### Set task A
Please say whether each statement agrees with the forum thread about removing duplicate Excel rows. Answer yes or no for each, and quote the deciding words of the thread. (i) With 1000 rows, the code took about 25 seconds on the poster's own PC. (ii) In the faster approach, data from SheetB is copied to SheetC above the data from SheetA. (iii) "Remove Duplicates" checks for duplication using ColumnB.
### Set task B
Carry on with the forum thread about removing duplicate Excel rows, starting right after its final line.

With 1000 rows it took about 25 seconds on my PC (50 minutes on your PC) and the speed will slow significantly as the number of rows goes up, and the code dealing with the array is not being excecuted.
So with 10,000 lines in each of 2 tables and the array being filled, 3 additional IF statements and the deletion of the rows, I think you could go on holiday whilst the code is running.
Your machine will crash even if you fix the code. The code also crashed my PC when it ran this line

ActiveSheet.Range("A" & Join(arr, ",A")).EntireRow.Delete
I do not feel inclined to debug something that you could never use.

Yongle
04-01-2015, 11:18 AM
Hi Marcel

It may be possible reduce the time significantly using one method. So that I can test this:
1)How many columns are there in SheetA?
2)How many columns are there in SheetB?
3)Are all the columns in sheet A the same as all the columns in SheetB?

thank you

Yongle
04-02-2015, 01:13 AM
Hi Marcel

A different approach (and faster) using the "Remove Duplicates" feature built into Excel

How it works
There are 3 sheets (A,B & C)
SheetA with data
SheetB with data
Data from SheetA is copied to SheetC
Data from SheetB is copied to SheetC under data from SheetA
"Remove Duplicates" applied in SheetC using ColumnA as the column for checking for duplication.

What you need to do
- open the attached workbook
- copy your data into SheetA and SheetB (headings in row1, data must start in row2 in both sheets)
- run the macro
(It will detect columns and ranges to copy without any further input)

### Location labeling material
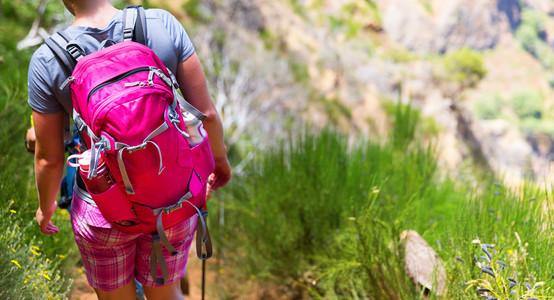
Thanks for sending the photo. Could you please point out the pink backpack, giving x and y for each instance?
(128, 110)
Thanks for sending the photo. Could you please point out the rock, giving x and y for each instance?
(422, 263)
(441, 26)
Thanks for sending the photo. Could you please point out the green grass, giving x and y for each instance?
(323, 217)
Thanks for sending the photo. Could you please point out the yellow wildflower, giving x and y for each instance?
(16, 263)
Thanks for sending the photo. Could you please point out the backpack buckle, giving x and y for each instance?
(128, 34)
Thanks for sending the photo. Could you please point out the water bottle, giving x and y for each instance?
(103, 180)
(194, 129)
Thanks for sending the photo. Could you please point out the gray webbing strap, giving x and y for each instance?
(69, 44)
(159, 224)
(204, 244)
(129, 20)
(122, 147)
(68, 64)
(157, 258)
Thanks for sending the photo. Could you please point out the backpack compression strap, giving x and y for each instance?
(68, 51)
(134, 22)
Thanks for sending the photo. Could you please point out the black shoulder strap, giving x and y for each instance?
(134, 24)
(66, 50)
(58, 44)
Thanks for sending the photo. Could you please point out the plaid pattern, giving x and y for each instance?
(112, 258)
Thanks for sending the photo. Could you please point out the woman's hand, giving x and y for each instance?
(220, 177)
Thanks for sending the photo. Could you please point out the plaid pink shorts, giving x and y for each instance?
(112, 258)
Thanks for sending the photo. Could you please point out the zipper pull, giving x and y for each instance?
(66, 82)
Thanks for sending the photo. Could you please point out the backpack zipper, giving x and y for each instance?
(116, 79)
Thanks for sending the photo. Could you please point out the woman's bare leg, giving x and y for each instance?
(167, 292)
(127, 292)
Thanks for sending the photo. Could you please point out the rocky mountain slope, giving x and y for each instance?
(274, 65)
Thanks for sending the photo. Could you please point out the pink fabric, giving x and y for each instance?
(111, 258)
(124, 111)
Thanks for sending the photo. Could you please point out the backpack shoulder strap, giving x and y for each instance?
(67, 51)
(134, 24)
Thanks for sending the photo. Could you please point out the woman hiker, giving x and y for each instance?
(111, 257)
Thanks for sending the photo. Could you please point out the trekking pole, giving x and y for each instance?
(203, 277)
(204, 247)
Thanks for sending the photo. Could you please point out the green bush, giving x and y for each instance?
(531, 33)
(325, 217)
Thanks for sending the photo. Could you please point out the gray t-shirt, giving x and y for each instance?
(165, 36)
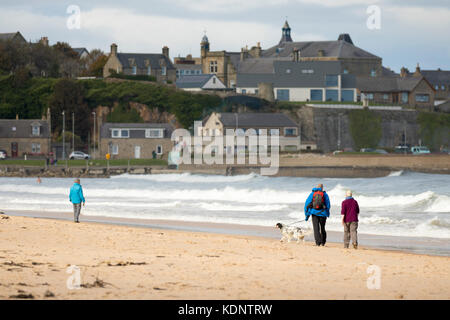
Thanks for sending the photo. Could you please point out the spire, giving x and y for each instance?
(286, 33)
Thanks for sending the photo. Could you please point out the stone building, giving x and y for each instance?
(150, 64)
(135, 140)
(403, 89)
(217, 124)
(20, 137)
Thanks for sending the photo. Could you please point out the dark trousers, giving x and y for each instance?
(320, 234)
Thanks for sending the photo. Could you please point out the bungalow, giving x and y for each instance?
(280, 124)
(409, 90)
(150, 64)
(296, 80)
(135, 140)
(200, 82)
(20, 137)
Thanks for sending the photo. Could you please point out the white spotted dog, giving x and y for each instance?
(291, 232)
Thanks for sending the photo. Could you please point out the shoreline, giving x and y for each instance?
(413, 245)
(38, 258)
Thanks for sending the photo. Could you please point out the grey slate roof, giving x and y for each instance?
(183, 66)
(23, 128)
(193, 81)
(140, 60)
(13, 35)
(105, 131)
(387, 84)
(437, 77)
(338, 48)
(296, 78)
(256, 120)
(80, 51)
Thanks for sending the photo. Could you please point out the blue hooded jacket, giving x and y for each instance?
(76, 194)
(321, 213)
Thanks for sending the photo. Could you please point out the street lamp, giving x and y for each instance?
(94, 132)
(73, 132)
(64, 138)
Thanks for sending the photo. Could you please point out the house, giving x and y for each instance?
(200, 82)
(150, 64)
(216, 125)
(403, 89)
(187, 66)
(294, 80)
(14, 36)
(440, 80)
(82, 52)
(20, 137)
(135, 140)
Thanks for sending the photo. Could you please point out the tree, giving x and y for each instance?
(68, 96)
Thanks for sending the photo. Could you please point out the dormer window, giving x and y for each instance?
(35, 130)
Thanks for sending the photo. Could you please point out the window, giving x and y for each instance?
(283, 94)
(347, 95)
(420, 97)
(316, 95)
(153, 133)
(36, 148)
(213, 67)
(290, 131)
(274, 132)
(331, 95)
(35, 130)
(115, 133)
(404, 97)
(331, 80)
(369, 96)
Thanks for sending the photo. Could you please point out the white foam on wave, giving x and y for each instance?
(188, 178)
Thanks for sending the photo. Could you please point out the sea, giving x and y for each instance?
(402, 204)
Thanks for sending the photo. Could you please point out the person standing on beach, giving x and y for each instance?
(349, 212)
(318, 206)
(76, 197)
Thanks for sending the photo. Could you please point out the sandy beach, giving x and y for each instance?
(123, 262)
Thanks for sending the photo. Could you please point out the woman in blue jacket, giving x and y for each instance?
(318, 205)
(76, 197)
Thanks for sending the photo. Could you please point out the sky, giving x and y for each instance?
(407, 31)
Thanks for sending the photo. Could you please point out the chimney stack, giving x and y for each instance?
(166, 52)
(114, 49)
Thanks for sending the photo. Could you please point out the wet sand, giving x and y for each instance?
(130, 262)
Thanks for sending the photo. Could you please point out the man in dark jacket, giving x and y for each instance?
(350, 211)
(318, 206)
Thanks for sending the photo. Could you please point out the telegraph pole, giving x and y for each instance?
(64, 138)
(94, 134)
(73, 132)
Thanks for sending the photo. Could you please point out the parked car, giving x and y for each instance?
(402, 149)
(79, 155)
(420, 150)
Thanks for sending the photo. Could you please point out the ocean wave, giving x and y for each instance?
(188, 178)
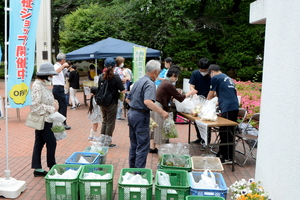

### Right answer A
(i) Yes: "With 1000 rows it took about 25 seconds on my PC"
(ii) No: "Data from SheetB is copied to SheetC under data from SheetA"
(iii) No: "using ColumnA as the column for checking for duplication."

### Right answer B
Results
SheetC will contain only items that are common to both sheets in column A

You have not told us which other columns are in your data, but this will leave you with a table that looks like Sheet1, so if Sheet2 has different columns after Column A, then VBA will need some code to lookup SheetB columns.




Sub Dup()
'declare variables
Dim wsA As Worksheet, wsB As Worksheet, wsC As Worksheet
Dim LastRowA As Long, lastRowB As Long, LastRowC As Long
Dim LastColA As Long, LastColB As Long, LastColC As Long
Dim DataA As Range, DataB As Range, DataC As Range
'set ranges
Set wsA = Worksheets("SheetA")
Set wsB = Worksheets("SheetB")
Set wsC = Worksheets("SheetC")
LastRowA = wsA.Range("A20000").End(xlUp).Row
lastRowB = wsB.Range("A20000").End(xlUp).Row
LastColA = wsA.Range("A1").End(xlToRight).Column
LastColB = wsB.Range("A1").End(xlToRight).Column
If LastColA >= LastColB Then
LastColC = LastColA
Else
LastColC = LastColB
End If
Set DataA = wsA.Cells(2, 1).Resize(LastRowA - 1, LastColA)
Set DataB = wsB.Cells(2, 1).Resize(lastRowB - 1, LastColB)
'copy the data to SheetC
DataA.Copy
wsC.Range("A2").PasteSpecial xlAll
DataB.Copy
wsC.Range("A20000").End(xlUp).Offset(1, 0).PasteSpecial xlAll
'remove duplicates in SheetC
LastRowC = wsC.Range("A40000").End(xlUp).Row
Set DataC = wsC.Cells(2, 1).Resize(LastRowC - 1, LastColC)
DataC.RemoveDuplicates Columns:=1, Header:=xlNo
End Sub

marcel1410
04-03-2015, 02:30 AM
Hi,

Sorry again for my late response.

The number of columns in sheetA and sheet B are equal, contain the same TYPE of data, but it has ofcourse different data in it.
But i guess my computer is too slow, and i will work with your code sent on 30 March.

I will mark the post as solved.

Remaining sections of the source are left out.